## Task statement
Copy out each of the entries below word for word, keeping every line the same.

## Provided data
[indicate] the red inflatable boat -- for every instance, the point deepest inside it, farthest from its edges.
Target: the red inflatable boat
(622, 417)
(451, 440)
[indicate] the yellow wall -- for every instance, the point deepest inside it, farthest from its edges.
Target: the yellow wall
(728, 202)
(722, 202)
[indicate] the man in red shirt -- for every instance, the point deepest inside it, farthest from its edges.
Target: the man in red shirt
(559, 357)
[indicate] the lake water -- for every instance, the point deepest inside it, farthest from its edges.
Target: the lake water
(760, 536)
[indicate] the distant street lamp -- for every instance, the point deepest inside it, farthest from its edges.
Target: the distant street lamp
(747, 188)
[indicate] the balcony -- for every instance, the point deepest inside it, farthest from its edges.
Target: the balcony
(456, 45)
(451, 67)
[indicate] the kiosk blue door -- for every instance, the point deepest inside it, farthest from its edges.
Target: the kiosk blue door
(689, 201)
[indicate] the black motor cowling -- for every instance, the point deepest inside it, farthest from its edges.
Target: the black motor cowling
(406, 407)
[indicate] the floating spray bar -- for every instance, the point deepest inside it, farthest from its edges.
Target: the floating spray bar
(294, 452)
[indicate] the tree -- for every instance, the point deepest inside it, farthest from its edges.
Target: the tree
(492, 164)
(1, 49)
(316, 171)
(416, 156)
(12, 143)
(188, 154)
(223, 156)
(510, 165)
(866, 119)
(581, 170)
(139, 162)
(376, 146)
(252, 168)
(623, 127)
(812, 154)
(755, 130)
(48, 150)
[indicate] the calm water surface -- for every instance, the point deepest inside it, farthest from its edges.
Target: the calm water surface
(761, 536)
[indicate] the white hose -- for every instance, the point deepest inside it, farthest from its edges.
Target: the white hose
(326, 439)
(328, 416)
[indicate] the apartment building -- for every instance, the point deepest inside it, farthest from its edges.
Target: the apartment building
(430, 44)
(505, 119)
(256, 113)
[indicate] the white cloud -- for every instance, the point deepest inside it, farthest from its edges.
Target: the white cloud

## Expected answer
[indicate] the red inflatable boat -- for every instance, the point deepest inside it, farthest from its edges.
Target: the red inflatable boat
(622, 417)
(451, 440)
[indicate] the yellow wall -- for every instance, the point deepest inside it, farthest from its edges.
Target: the yellow wall
(728, 202)
(722, 202)
[indicate] the man in red shirt -- for every instance, the point deepest inside it, farthest from its edges.
Target: the man in red shirt
(559, 357)
[indicate] the lake water -- for every instance, the point deepest inside it, farthest from its edges.
Target: the lake water
(760, 536)
[indicate] the distant street lamp -- for every instance, the point deepest inside it, farthest from its edges.
Target: the distant street lamp
(747, 188)
[indicate] the balcony -- for every instance, the point deepest inside it, farthest from its edges.
Target: the balcony
(456, 45)
(451, 67)
[indicate] the kiosk blue door -- for every instance, the point deepest inside it, farthest from its edges.
Target: the kiosk blue door
(689, 201)
[indicate] the black motor cowling -- for every instance, the point deepest inside it, farthest from its edges.
Target: the black motor cowling
(406, 407)
[indicate] the floating spray bar -- for every instance, the point deepest inside it, farthest from its edges.
Target: the floating spray bar
(294, 452)
[indicate] the tree -- for every instance, the point deepest inside it, farthest from its edges.
Target: the tree
(492, 164)
(1, 49)
(316, 171)
(416, 156)
(12, 143)
(188, 154)
(223, 156)
(510, 165)
(866, 119)
(581, 170)
(139, 162)
(376, 146)
(252, 168)
(623, 127)
(812, 154)
(755, 130)
(48, 150)
[indicate] the calm water surface -- for every instance, the point deepest inside it, farthest from its edges.
Target: the calm water surface
(761, 536)
[indicate] the white hose -- for every instance, the point deepest inside it, farthest from its edges.
Target: the white hose
(326, 439)
(328, 416)
[indicate] the apartment building -- for every instance, the point deepest inside it, farthest from its edges.
Target: the apartment building
(430, 44)
(505, 119)
(256, 113)
[indicate] the white cloud -- for every instance, the point deepest inside it, farthest from its edges.
Target: the white cloud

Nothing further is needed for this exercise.